- Directive: Reproduce each of the lines below word for word, without changing anything.

- Material provided:
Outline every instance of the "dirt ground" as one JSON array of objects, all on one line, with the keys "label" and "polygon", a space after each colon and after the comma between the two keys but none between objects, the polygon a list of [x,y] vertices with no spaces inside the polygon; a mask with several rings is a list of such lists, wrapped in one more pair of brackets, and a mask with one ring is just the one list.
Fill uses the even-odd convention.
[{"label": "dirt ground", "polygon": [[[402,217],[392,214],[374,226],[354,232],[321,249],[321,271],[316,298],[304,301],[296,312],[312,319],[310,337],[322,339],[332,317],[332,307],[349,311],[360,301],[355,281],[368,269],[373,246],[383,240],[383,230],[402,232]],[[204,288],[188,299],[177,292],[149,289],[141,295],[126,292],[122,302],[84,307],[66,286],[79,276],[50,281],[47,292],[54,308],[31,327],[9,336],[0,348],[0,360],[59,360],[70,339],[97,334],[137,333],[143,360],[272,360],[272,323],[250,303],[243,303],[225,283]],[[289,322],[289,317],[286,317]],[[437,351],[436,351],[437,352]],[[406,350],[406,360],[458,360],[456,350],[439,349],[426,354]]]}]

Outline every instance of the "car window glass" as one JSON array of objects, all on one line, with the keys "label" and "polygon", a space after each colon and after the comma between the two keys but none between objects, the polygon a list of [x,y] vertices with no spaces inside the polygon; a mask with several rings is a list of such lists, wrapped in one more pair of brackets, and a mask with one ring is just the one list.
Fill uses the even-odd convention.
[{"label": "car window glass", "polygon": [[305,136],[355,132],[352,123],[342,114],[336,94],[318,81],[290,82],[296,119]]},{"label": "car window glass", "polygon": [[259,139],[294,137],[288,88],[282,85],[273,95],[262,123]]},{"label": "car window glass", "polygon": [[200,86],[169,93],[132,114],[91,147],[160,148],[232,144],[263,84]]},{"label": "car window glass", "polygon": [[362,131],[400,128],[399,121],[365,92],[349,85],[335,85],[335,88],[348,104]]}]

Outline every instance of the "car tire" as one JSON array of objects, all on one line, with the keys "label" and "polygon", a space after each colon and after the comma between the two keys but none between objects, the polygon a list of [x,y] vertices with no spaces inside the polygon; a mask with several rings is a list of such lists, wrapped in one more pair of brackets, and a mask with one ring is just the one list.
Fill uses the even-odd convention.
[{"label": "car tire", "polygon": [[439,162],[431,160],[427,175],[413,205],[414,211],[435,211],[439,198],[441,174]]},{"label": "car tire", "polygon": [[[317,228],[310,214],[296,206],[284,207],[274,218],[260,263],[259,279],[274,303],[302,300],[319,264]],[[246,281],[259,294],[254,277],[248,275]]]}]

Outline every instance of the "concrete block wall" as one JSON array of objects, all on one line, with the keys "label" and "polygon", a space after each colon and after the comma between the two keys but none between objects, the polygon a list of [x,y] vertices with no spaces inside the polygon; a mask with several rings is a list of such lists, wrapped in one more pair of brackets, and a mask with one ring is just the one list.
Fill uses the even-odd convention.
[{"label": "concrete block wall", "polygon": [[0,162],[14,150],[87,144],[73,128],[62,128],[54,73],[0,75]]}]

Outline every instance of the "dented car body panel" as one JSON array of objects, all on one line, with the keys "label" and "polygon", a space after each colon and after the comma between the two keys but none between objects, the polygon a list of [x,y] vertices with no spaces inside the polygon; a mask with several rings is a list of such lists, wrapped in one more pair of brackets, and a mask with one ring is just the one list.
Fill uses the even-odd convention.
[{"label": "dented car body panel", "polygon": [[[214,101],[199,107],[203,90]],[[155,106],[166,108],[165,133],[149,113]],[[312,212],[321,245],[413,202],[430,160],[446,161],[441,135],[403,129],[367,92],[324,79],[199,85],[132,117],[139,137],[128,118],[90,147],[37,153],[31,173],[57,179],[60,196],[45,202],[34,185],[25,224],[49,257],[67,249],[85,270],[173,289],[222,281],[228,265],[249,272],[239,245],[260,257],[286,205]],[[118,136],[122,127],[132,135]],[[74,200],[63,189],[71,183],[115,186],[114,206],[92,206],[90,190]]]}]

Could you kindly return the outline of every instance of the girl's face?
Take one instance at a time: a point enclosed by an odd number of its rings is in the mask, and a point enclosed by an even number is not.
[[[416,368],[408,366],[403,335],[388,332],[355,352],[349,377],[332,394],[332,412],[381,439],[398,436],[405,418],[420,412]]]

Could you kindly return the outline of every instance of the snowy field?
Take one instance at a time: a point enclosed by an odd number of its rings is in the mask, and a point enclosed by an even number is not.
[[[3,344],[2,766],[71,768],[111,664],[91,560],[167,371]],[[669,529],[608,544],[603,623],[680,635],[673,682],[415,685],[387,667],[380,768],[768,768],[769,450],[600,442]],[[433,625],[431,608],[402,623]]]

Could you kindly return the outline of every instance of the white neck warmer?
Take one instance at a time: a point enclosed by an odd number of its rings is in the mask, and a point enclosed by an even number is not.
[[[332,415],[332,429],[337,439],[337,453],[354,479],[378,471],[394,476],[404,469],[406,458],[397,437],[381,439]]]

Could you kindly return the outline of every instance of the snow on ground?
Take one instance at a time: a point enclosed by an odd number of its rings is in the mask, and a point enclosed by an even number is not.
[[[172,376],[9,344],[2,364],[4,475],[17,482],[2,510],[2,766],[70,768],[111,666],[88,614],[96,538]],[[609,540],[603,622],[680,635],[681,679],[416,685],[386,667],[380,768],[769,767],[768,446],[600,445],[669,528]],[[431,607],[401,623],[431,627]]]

- Result of this task:
Outline every instance of the "dirt ground" as one JSON array of objects, all on one line, with the keys "label" and "polygon", a space after each colon and after the comma between the two keys but none between objects, the polygon a list of [x,y] vertices with no spaces inside the polygon; a mask with several rings is a list of such lists, wrapped in one more pair of brackets, and a mask with one ring is just the one list.
Fill uses the even-odd convention.
[{"label": "dirt ground", "polygon": [[[402,217],[392,214],[374,226],[354,232],[321,249],[321,271],[316,298],[304,301],[296,312],[312,319],[310,337],[322,339],[332,317],[332,307],[349,311],[360,301],[355,281],[368,269],[373,246],[383,240],[383,230],[402,232]],[[204,288],[188,299],[177,292],[149,289],[141,295],[126,292],[122,302],[84,307],[66,286],[79,276],[50,281],[47,292],[54,308],[31,327],[9,336],[0,348],[0,360],[59,360],[70,339],[97,334],[137,333],[143,360],[272,360],[272,323],[250,303],[243,303],[225,283]],[[289,322],[289,317],[286,317]],[[437,351],[436,351],[437,352]],[[406,350],[406,360],[458,360],[456,350],[439,349],[426,354]]]}]

Outline every instance of the "car window glass" as one JSON array of objects, all on one line, with the keys "label" and "polygon", a space after each colon and after the comma between the two keys but none between objects, the polygon a list of [x,y] vertices with no spaces inside the polygon; a mask with several rings is a list of such lists, wrapped in one more pair of brackets, and a mask with one ring is just the one list.
Fill uses the even-odd convention.
[{"label": "car window glass", "polygon": [[305,136],[355,132],[352,123],[342,114],[336,94],[318,81],[290,82],[296,119]]},{"label": "car window glass", "polygon": [[259,139],[294,137],[288,88],[282,85],[273,95],[262,123]]},{"label": "car window glass", "polygon": [[200,86],[169,93],[132,114],[91,147],[160,148],[232,144],[263,84]]},{"label": "car window glass", "polygon": [[362,131],[400,128],[399,121],[365,92],[349,85],[335,85],[335,88],[348,104]]}]

Outline every instance of the "car tire" as one JSON array of objects, all on one line, with the keys "label" and "polygon", a space after each colon and after the comma between the two keys but none between objects, the polygon a list of [x,y] vertices with no spaces inside the polygon; a mask with several rings is a list of such lists, wrapped in one more pair of brackets, and a mask with one ring is just the one list.
Fill uses the even-odd convention.
[{"label": "car tire", "polygon": [[439,162],[431,160],[427,175],[413,205],[414,211],[435,211],[439,198],[441,174]]},{"label": "car tire", "polygon": [[[317,228],[310,214],[296,206],[284,207],[274,218],[260,263],[259,279],[274,303],[302,300],[319,264]],[[246,281],[259,294],[254,277],[248,275]]]}]

Outline every instance of the "concrete block wall" as one JSON array of objects, all on one line, with the keys "label" and "polygon", a space after each colon and after the comma between the two keys but none between objects, the polygon a list of [x,y] vertices with no spaces inside the polygon; a mask with several rings is a list of such lists, wrapped in one more pair of brackets, and a mask with one ring is just the one list.
Fill uses the even-odd convention.
[{"label": "concrete block wall", "polygon": [[0,162],[14,150],[87,144],[73,128],[62,128],[54,73],[0,75]]}]

Outline every instance of the "dented car body panel" as one JSON array of objects, all on one line, with the keys "label" and "polygon", a space after each colon and after the comma between the two keys but none between objects, the polygon a list of [x,y] vertices with no spaces inside the polygon; a mask with several rings is a list of such lists, wrapped in one more pair of brackets, and a mask with one ring is just the one list.
Fill uses the even-odd convention.
[{"label": "dented car body panel", "polygon": [[[214,101],[199,107],[203,90]],[[155,106],[166,108],[165,133],[149,113]],[[312,212],[321,245],[413,202],[430,160],[446,161],[441,135],[403,129],[367,92],[324,79],[199,85],[132,117],[139,137],[128,118],[90,147],[37,153],[31,173],[57,179],[60,196],[45,202],[34,185],[25,224],[49,257],[67,249],[85,270],[173,289],[222,281],[228,265],[249,272],[239,245],[260,257],[286,205]],[[118,136],[122,127],[132,135]],[[74,200],[63,189],[71,183],[115,186],[114,206],[92,206],[90,190]]]}]

Could you kindly return the outline of every instance of the girl's face?
Take one instance at a time: a point enclosed by an odd number of its rings is in the mask, and a point enclosed by an even number is not.
[[[416,368],[408,366],[403,335],[388,332],[355,352],[349,377],[332,394],[332,412],[381,439],[398,436],[405,418],[420,412]]]

Could you kindly return the outline of every instance of the snowy field?
Take one instance at a time: a point enclosed by an odd number of its rings is in the mask, and a point enclosed by an even number is not.
[[[3,344],[2,766],[71,768],[111,664],[91,560],[167,371]],[[669,529],[608,544],[603,623],[680,635],[673,682],[415,685],[387,667],[380,768],[768,768],[769,450],[600,442]],[[433,625],[431,608],[402,623]]]

Could you kindly return the outline of every instance of the white neck warmer?
Take one instance at a time: a point enclosed by an odd number of its rings is in the mask, and a point enclosed by an even number is not.
[[[332,415],[332,429],[337,439],[337,453],[354,479],[378,471],[394,476],[404,469],[406,458],[397,437],[381,439]]]

Could you kindly return the outline of every instance of the snow on ground?
Take one instance at a time: a point enclosed by an odd number of its rings is in the mask, and a point enclosed by an even number is not.
[[[172,376],[9,344],[2,364],[4,475],[17,482],[2,510],[2,766],[70,768],[111,666],[88,614],[96,538]],[[609,540],[603,622],[680,635],[681,679],[416,685],[386,667],[380,768],[769,767],[768,446],[600,445],[669,528]],[[431,607],[401,623],[431,627]]]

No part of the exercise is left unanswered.